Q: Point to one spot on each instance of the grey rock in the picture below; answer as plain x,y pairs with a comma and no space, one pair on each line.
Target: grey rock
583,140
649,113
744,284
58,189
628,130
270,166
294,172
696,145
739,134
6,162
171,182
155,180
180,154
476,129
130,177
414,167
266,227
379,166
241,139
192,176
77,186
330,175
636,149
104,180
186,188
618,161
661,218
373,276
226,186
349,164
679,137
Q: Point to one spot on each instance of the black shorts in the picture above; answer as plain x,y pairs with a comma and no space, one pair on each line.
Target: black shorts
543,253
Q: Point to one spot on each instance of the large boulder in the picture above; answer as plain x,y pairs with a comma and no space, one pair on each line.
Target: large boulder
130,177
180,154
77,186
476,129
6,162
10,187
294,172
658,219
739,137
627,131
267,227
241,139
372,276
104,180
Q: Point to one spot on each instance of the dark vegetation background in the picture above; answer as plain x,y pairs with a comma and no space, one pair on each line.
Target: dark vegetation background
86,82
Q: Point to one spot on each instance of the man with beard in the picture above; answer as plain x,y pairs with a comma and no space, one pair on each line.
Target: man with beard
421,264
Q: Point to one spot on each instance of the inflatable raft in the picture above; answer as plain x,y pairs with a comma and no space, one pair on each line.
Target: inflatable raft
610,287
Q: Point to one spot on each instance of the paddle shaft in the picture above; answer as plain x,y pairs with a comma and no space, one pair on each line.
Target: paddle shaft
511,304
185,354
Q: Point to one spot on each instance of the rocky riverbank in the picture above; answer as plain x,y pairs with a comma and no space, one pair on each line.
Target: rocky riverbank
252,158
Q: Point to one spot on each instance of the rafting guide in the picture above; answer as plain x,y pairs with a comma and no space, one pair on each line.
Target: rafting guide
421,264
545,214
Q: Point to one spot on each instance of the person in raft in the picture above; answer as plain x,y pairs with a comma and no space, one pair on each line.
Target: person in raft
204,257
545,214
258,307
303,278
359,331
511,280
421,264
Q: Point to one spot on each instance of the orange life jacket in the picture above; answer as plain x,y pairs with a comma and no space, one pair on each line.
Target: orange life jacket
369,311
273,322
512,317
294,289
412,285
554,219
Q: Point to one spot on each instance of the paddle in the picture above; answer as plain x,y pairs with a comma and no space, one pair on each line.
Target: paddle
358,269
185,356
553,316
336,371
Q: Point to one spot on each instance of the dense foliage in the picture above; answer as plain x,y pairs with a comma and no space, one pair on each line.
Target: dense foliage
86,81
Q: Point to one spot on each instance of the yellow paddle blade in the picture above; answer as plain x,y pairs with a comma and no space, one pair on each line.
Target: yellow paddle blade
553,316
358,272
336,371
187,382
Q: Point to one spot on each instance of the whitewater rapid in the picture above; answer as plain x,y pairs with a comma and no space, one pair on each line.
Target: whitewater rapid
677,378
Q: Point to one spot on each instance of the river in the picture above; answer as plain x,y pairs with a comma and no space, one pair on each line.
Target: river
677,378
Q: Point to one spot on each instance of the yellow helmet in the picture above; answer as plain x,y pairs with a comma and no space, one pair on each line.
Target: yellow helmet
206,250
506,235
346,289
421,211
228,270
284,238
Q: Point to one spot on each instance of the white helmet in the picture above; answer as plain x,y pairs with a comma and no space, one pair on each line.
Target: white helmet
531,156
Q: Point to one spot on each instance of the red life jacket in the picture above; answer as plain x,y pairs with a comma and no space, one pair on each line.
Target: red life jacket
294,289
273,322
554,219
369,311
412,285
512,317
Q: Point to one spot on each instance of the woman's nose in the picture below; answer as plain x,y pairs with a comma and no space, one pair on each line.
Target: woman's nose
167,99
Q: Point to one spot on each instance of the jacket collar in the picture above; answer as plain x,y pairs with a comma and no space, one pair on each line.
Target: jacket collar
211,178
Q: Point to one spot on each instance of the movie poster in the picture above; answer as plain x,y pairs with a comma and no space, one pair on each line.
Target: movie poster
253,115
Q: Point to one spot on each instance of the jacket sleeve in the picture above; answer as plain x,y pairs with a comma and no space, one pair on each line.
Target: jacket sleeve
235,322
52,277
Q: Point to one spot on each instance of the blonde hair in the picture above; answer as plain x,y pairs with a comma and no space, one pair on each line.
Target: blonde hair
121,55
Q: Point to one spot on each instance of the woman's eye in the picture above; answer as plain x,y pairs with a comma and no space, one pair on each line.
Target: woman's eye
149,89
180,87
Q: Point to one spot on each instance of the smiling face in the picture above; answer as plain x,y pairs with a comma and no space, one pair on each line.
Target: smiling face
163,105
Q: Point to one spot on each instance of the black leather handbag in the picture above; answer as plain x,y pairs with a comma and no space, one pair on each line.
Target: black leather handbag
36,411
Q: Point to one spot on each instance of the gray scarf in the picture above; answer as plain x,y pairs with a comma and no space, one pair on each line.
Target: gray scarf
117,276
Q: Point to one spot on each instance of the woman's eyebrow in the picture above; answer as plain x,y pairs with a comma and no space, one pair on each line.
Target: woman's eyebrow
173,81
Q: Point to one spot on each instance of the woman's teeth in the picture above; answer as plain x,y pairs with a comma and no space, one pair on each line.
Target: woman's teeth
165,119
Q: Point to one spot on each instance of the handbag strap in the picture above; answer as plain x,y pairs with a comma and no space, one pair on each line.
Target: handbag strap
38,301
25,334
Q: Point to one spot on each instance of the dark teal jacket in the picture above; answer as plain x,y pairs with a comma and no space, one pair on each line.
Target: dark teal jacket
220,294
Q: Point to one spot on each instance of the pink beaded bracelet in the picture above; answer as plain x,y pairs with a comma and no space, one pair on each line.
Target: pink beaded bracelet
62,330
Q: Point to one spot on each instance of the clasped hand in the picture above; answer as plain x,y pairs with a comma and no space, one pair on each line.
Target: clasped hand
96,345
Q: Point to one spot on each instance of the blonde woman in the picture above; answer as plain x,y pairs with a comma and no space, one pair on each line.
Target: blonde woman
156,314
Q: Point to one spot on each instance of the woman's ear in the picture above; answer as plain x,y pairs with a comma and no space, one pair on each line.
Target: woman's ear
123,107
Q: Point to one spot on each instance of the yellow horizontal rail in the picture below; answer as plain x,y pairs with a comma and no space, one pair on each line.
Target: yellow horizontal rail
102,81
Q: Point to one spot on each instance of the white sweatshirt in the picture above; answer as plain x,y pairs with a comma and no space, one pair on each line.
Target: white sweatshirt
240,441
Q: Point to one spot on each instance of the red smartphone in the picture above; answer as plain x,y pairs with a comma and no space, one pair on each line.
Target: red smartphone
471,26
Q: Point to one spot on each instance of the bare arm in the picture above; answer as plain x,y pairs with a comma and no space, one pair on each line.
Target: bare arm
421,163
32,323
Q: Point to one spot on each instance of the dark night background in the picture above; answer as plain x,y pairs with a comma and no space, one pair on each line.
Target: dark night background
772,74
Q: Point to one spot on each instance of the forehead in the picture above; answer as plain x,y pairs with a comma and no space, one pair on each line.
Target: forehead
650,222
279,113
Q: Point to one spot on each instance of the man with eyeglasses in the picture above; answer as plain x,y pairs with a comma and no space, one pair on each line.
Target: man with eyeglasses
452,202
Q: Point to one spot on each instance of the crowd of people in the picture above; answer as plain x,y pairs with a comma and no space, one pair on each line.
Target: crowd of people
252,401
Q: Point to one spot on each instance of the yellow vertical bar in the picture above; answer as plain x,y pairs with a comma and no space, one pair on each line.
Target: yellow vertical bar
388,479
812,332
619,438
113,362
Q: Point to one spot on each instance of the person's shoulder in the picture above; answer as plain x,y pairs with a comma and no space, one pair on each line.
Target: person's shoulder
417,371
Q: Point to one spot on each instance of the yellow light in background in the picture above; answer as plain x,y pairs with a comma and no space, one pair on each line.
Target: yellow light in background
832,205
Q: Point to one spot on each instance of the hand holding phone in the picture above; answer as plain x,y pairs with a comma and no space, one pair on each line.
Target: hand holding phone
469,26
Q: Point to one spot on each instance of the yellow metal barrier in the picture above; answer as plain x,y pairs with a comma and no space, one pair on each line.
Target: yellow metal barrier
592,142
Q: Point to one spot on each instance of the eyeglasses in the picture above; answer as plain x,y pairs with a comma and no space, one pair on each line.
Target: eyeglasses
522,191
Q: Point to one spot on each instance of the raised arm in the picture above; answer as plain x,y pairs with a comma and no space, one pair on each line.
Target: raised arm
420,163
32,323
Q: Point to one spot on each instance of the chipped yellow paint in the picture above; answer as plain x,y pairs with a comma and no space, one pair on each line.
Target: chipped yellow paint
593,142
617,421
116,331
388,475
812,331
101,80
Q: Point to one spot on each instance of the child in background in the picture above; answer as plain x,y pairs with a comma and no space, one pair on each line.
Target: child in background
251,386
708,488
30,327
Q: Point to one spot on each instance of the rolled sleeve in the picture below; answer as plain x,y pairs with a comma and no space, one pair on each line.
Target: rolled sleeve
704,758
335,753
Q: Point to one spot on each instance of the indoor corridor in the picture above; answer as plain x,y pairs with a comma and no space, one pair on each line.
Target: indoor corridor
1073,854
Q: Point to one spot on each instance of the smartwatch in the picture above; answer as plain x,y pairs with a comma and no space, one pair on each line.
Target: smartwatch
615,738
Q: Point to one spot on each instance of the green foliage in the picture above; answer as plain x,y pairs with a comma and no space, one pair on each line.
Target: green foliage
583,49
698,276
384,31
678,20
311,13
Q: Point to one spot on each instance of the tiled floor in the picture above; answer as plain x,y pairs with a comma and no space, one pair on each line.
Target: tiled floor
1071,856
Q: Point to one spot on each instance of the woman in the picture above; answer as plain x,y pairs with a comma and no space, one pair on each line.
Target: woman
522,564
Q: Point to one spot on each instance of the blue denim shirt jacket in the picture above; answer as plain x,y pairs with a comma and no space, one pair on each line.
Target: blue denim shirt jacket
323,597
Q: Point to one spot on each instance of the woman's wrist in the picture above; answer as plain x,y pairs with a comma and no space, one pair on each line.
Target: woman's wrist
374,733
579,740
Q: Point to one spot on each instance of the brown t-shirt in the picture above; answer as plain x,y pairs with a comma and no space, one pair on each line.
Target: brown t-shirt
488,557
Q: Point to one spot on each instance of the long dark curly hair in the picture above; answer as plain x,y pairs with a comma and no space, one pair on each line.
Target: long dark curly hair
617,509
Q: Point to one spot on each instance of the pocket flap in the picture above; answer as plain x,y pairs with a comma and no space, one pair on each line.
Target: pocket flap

Prompt:
Repeat, word for word, every line from the line that contains "the woman's wrist" to the end of the entries; include both of those lines and no others.

Complete output:
Q: Point to one spot on each instance of the woman's wrist in the picture above; answer as plain x,y pairs with a comma and no space, one pair on each line.
Target: woman's wrist
374,733
579,740
Q: Point to one spot on each instance of the brown t-shirt in the picture above; answer as plain x,y pairs with a comma and no space, one pair on each line.
Target: brown t-shirt
488,557
Q: Point to one spot on each instance of the long dark curly hair in the picture above; answer as plain x,y pairs with a comma and no space, one pair on each line.
Target: long dark curly hair
617,509
Q: Point to one spot on each instance of the pocket flap in the picture above; answer as plain x,y pairs with a comma and no space, one pair on each line.
Target: pocket flap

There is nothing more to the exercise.